Selection:
# Opinions on the Delta-Rockwell 34-350 12/14 Table Saw



## BinghamtonEd (Nov 30, 2011)

So I may have the opportunity to acquire a Delta 34-250 12/14" table saw for a great price (under $200). This is an old machine but it has been maintained very well and has no rust to speak of. The tilt and height adjustments work smoothly, as do their locking wheels. The fence is the stock fence, it works fine, I didn't measure the rip capacity, but the overall width of the saw from the left-hand table edge to the end of the fence rail is about 78". It has the arm on the rear that holds the blade guards, and at some point a splitter with anti-kickback prawls was jimmy-rigged on. It does have the 1" arbor installed, which is nice, the 1 1/8" would've been a dealbreaker for me, I think. It has both cast iron side extensions, and an insert to fill the rest of the fence rail beyond the cast iron. Also has two stock miter gauges, they are huge.

It is currently on 3-phase, I have a 220 hookup so I will purchase a 3HP single-phase motor for it. Also, it doesn't have an arbor extension and currently cannot fit a dado set. But, I think I will plan on someday moving my router out of my current router table and into the table saw extension, so that could solve the dado issue for the time being. I do have a dust collection system.

I currently have a Bosch 4100 portable saw and have made do with that for 6 or 7 years, and I figured at some point I would upgrade to a Unisaw or something, but even the prices in the used market have made it prohibitive.

So, all that being said, does anyone have any experience with this saw? Other than the fact that it can't, without an arbor extension, fit a dado set, and requires 12" blades due to the arbor size, is there any reason not to get this saw? This seems like it could be a table saw to last the long haul for me.


----------



## MrUnix (May 18, 2012)

Task set:
**A.** Answer these questions about the table saw thread, one line each:
(i) What price does the poster expect to pay for the saw?
(ii) Which portable saw has the poster been using?
(iii) What kind of motor does the poster plan to buy for the saw?
**B.** Write the next part of the table saw thread, following on from its last line.
The lines after the thread come from a separate source.

Material provided:
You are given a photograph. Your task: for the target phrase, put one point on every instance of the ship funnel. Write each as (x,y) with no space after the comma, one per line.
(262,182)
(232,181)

Answer list:
**A.**
(i) Under $200.
(ii) A Bosch 4100.
(iii) A 3HP single-phase motor.

**B.**
For that price… it should already be sitting in your garage. And it would cheaper and give you a ton of options not available otherwise to go with a VFD rather than swapping the motor out… if you do swap the motor, you are looking at the price of the motor, plus the modifications necessary to the starter to handle the new motor. A VFD would set you back about $200 and you could sell the existing starter to recover most of that. See this thread over at OWWM for an example:

5 HP 12/14 saw with 3 HP VFD; Rusty's bench started.

Cheers,
Brad

PS: Grizzly has an arbor extension that should fit… see this Wiki entry over at the Vintagemachinery site for details:
Grizzly Parts that will fit the Delta 12-14 Saw

You might also find this one a good read:
Making a new arbor for a Delta/Crescent 12-14 Saw


----------



## jbswearingen (Jun 27, 2012)

I've used it. It's an amazing saw. I don't think you'll ever throw anything at it that it can't handle.

It's *heavy*. The arbor alone is back breaking for a single person to lift.

It's a longer reach to the blade than a Unisaw or PM66. Keep that in mind. But it has acres of surface space!

(edit)

And to add to what Brad above says: It should already be in your shop, even if only to resell. Now that I have a bigger shop, if one comes up in my area, I'm getting it.


----------



## BinghamtonEd (Nov 30, 2011)

Hm, I guess I didn't realize I couldn't just throw a new motor in there. Looks like this VFD would wire in directly to the motor, and can program the multifunction input the wire in a paddle-style on/off switch.

http://www.factorymation.com/FM50-203-C


----------



## BinghamtonEd (Nov 30, 2011)

> It s *heavy*. The arbor alone is back breaking for a single person to lift.
> - jbswearingen


Brad, my plan was to take off the rail, extensions, top, motor, for transport in a couple trips. I have a Silverado. I figure the top to be a couple hundred pounds, and the motor to be at least 100. Any more reasonable way to transport this? I guess if I could find someone with a engine hoist, I could rent a uhaul for a day. What would be the best way to hoist this? Would I damage it if I put chains under the sides of the top (under the main top, not the extensions)?


----------



## TheFridge (May 1, 2014)

That. Is a lifetime saw.


----------



## jbswearingen (Jun 27, 2012)

An engine hoist is the way to go for both breaking it down and putting it back together.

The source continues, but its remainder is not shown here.